### Required action:
Would you count the lines in the entries below that contain "bucket"? Reply with the number only.
▼▼▼
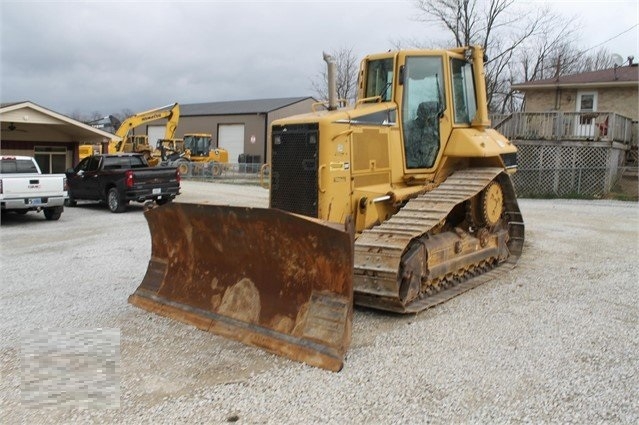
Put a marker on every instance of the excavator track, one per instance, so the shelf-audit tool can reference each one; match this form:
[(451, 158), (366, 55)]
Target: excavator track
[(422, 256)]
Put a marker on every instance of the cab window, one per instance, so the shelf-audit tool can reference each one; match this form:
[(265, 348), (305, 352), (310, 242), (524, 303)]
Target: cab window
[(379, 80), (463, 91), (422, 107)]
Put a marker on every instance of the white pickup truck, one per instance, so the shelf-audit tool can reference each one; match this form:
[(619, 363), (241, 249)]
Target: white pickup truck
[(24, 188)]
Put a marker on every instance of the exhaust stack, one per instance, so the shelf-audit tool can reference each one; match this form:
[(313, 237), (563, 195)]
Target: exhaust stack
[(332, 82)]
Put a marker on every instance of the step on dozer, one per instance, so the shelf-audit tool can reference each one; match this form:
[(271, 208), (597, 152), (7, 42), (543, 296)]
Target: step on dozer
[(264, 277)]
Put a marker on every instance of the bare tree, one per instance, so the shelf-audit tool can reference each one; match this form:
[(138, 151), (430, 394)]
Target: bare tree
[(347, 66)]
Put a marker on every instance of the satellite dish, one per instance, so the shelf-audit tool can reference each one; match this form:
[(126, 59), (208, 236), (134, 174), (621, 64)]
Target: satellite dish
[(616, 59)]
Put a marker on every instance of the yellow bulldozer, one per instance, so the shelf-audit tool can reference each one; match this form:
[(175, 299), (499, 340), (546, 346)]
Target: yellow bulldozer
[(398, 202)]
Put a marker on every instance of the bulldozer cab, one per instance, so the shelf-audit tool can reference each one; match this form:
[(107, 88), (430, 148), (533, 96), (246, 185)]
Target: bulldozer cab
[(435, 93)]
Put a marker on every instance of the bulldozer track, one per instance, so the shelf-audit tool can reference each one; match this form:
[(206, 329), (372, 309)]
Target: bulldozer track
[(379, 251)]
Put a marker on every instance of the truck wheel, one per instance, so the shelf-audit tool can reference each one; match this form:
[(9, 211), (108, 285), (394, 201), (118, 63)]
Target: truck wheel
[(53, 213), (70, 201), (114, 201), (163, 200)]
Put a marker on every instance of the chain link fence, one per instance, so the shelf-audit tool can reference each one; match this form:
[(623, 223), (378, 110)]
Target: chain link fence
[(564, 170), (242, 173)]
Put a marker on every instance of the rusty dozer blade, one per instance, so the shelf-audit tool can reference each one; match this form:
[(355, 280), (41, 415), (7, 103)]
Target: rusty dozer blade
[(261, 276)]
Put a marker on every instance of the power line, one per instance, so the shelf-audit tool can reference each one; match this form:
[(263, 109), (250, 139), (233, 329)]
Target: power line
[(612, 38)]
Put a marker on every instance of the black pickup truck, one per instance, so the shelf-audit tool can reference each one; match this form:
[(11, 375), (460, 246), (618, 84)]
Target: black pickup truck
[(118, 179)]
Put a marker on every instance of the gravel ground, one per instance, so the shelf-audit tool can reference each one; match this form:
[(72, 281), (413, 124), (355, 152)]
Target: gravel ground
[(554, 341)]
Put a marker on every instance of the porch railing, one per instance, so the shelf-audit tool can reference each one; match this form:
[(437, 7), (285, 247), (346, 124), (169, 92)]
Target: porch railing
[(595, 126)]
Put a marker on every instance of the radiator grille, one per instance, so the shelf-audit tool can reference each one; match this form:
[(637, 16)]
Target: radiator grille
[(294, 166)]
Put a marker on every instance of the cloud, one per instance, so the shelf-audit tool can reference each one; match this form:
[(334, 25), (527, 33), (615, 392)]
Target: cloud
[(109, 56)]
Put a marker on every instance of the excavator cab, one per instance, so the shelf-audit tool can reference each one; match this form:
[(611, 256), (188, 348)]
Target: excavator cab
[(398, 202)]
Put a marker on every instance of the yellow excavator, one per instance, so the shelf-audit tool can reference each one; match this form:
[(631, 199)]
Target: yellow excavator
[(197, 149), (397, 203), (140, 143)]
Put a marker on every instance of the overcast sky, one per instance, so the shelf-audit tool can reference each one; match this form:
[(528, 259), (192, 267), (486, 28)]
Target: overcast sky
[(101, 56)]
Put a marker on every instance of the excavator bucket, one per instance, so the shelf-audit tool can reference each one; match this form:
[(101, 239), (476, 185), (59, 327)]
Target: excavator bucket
▲▲▲
### Your solution:
2